### WHAT TO PRODUCE:
Reproduce the data that follows character for character, but omit its pictures.

### DATA RECORDS:
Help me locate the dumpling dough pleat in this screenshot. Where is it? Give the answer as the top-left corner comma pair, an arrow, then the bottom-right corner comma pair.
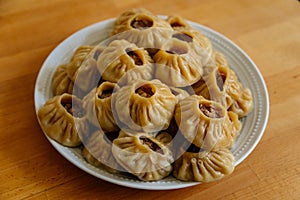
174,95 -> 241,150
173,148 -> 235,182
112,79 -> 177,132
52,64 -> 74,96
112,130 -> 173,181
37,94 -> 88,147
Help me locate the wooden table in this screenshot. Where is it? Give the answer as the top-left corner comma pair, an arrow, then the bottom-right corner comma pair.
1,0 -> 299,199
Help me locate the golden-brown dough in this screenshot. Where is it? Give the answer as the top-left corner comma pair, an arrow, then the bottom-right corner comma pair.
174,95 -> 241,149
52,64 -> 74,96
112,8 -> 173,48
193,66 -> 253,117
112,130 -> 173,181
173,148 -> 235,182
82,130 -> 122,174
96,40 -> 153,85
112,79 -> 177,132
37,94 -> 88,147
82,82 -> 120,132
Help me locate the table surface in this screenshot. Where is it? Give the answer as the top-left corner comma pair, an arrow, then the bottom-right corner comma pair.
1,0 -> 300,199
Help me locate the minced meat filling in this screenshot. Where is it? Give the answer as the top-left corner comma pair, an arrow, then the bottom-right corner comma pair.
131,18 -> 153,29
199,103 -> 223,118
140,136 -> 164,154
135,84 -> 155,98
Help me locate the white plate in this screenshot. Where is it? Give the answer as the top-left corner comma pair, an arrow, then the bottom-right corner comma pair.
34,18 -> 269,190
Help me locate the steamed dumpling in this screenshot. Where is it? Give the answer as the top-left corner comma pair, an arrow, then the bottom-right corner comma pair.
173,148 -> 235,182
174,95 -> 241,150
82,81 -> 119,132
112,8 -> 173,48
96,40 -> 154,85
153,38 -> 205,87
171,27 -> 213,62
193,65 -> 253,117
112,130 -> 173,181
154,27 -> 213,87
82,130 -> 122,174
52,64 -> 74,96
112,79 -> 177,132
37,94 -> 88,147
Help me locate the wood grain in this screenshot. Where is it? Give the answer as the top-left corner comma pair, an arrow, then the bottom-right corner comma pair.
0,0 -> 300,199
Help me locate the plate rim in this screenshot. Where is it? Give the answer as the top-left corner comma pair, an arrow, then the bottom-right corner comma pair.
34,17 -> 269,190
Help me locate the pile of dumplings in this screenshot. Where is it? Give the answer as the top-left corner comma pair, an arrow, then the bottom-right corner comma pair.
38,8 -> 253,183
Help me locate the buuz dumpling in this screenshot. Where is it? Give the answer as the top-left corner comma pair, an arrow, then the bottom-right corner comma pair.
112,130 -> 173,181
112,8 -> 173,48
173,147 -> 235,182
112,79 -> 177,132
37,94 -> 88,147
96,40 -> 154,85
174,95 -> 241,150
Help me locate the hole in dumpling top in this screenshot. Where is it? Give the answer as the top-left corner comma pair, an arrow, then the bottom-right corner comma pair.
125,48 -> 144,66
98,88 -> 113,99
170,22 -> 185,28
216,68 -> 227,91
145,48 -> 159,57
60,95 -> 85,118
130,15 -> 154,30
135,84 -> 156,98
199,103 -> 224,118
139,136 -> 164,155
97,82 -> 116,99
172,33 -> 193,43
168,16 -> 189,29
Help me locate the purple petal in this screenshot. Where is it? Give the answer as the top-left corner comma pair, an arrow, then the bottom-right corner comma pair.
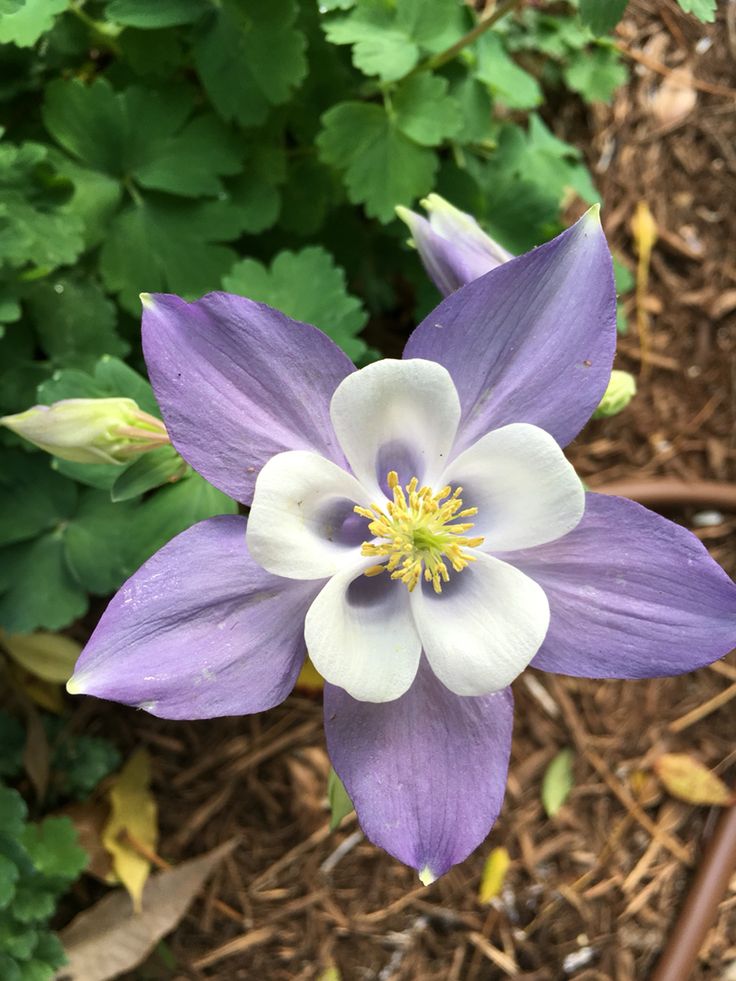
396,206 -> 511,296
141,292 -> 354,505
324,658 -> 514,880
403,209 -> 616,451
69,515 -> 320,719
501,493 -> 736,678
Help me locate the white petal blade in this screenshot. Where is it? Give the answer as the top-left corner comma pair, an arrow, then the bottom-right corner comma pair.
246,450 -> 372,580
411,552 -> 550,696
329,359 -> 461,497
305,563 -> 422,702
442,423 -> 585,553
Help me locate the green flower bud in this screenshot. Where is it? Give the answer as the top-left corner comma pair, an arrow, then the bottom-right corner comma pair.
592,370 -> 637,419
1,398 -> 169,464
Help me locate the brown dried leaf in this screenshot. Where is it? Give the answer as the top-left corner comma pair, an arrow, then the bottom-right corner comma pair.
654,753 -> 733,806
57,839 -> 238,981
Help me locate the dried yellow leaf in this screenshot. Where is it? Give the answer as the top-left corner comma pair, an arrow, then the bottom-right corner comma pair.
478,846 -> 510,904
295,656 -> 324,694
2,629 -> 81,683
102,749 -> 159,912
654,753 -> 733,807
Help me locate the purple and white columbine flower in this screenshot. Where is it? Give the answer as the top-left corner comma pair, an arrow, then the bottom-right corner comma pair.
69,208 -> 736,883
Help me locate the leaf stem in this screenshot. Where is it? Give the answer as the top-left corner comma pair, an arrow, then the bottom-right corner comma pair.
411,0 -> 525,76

### ANSWER TO THIS TASK:
Help me locate the dumpling dough pleat in this screenshot. Where is it? Give the answer as the top-left corner comma pair, an arrow, then the bottom-right corner comma pair.
174,95 -> 241,150
173,148 -> 235,182
112,79 -> 177,132
52,64 -> 74,96
112,130 -> 173,181
37,94 -> 88,147
Help me locate the wooden table in this screenshot. Where is it? Give the answer as the top-left corner comma pair, an arrow, then the bottom-right corner comma pair.
1,0 -> 299,199
Help me locate the golden-brown dough in this screenshot. Where is it? Give the answer as the top-left corner comma pair, an arrow, then the bottom-right corner comma pair.
174,95 -> 241,149
52,64 -> 74,96
112,8 -> 173,48
193,66 -> 253,117
112,130 -> 173,181
173,148 -> 235,182
82,130 -> 122,174
96,40 -> 153,85
112,79 -> 177,132
37,94 -> 88,147
82,82 -> 120,132
Help me locate the table surface in this screenshot. Where is it? Give the answer as the top-left corner comma pair, an arrow, then the bottom-right corner comma pair.
1,0 -> 300,199
Help me locate the minced meat filling in this screenshot. Where is it? Give the answer as the top-left corner comma pair, an arrow, then the bottom-right corner comma pair.
131,18 -> 153,29
199,103 -> 223,118
140,136 -> 164,154
135,84 -> 155,98
Help me locate the white plate in this screenshot. Where is it? Give the answer as the top-left corner comma pair, an arrow, then the bottom-right corner comma pair.
34,18 -> 269,190
Help me locate the steamed dumpling in this screenshot. Where is it? Give the answer as the top-left corner comma pair, an arrow, then the bottom-right corner comma pair.
173,148 -> 235,182
174,95 -> 241,150
82,81 -> 119,132
112,8 -> 173,48
96,40 -> 154,85
153,38 -> 205,87
171,27 -> 213,62
193,65 -> 253,117
112,130 -> 173,181
154,27 -> 213,87
82,130 -> 122,174
52,64 -> 74,96
112,79 -> 177,132
37,94 -> 88,147
Help me locate the wood grain in this screenshot. Where is it? Give the answer as the top-left corner comma pair, an arrow, then the bottom-right corner comma pair.
0,0 -> 300,199
Help me locate the plate rim in this screenshot. Where is it? Give the answer as the top-left corner comma pair, an arrow, then the bottom-right corner comma pair.
34,17 -> 269,190
Help me locate the pile of dumplings in this screenshot. Where is it? Give the answer as the top-left corner comma pair, an arrow, then the bottom-right corner comma pair.
38,8 -> 253,183
Help me locate the buuz dumpling in this screenshot. Where is it? Give the answer as the top-left corner comma pair, an arrow, then the bottom-right corner comma pair.
112,130 -> 173,181
112,8 -> 173,48
173,147 -> 235,182
112,79 -> 177,132
37,94 -> 88,147
96,40 -> 154,85
174,95 -> 241,150
Help me locate the hole in dumpling top in this screenshot. Where is it? Give the answer as the top-left corner comma pair, an arrow, then the bottom-right corner comma pair.
125,48 -> 144,66
98,88 -> 113,99
170,22 -> 185,28
216,68 -> 227,91
145,48 -> 159,57
60,95 -> 85,118
130,15 -> 154,30
135,84 -> 156,98
199,103 -> 224,118
139,136 -> 164,155
97,82 -> 116,99
172,33 -> 193,43
168,16 -> 189,29
Help me locate the purple petal in this screenshot. Where is it? Give the answer as the top-left corner comma pair, an arrow, then the bottom-right corner comma pair.
396,206 -> 511,296
141,292 -> 354,505
324,658 -> 514,880
403,209 -> 616,451
69,515 -> 320,719
501,493 -> 736,678
Help me locate the white petal blade in this screenshot. Where is it? Give the answer as the top-left corner comma pair, an arrow, then the bottom-right corner comma pair.
246,450 -> 372,580
411,552 -> 550,696
329,359 -> 461,497
305,563 -> 422,702
442,423 -> 585,553
Help me locate the green flower bud in this screenshot. Where is it? Give the answer as the top-left corner comma pair, an arrow, then the bottom-right corner comma pair.
592,370 -> 637,419
1,398 -> 169,464
Help me locate the brown dried leaf in this screenshot. Where is it? Give the answer as the top-left corner comma pair, an arrow, then the bottom-right corner comma pair.
654,753 -> 733,806
57,839 -> 238,981
Help me locate the dried yellow leaf in this screenshot. Where is it? Give the answer as the top-left corner comma pair, an arrow, then the bottom-right corner comma pair.
478,846 -> 510,904
295,656 -> 324,694
2,629 -> 81,683
102,749 -> 159,912
654,753 -> 733,807
Help me locate the purple and white columbine flower in this screenshot. Where is it? Give the answer as the top-left corner comma pair, an arrow, then the bottom-right corner comma pair.
69,208 -> 736,883
Help me locate the leaf stem in this screenshot. Where is it? Give the answer as the top-left corner comma pair, an arrow, then the bottom-right corner comma pair.
411,0 -> 525,76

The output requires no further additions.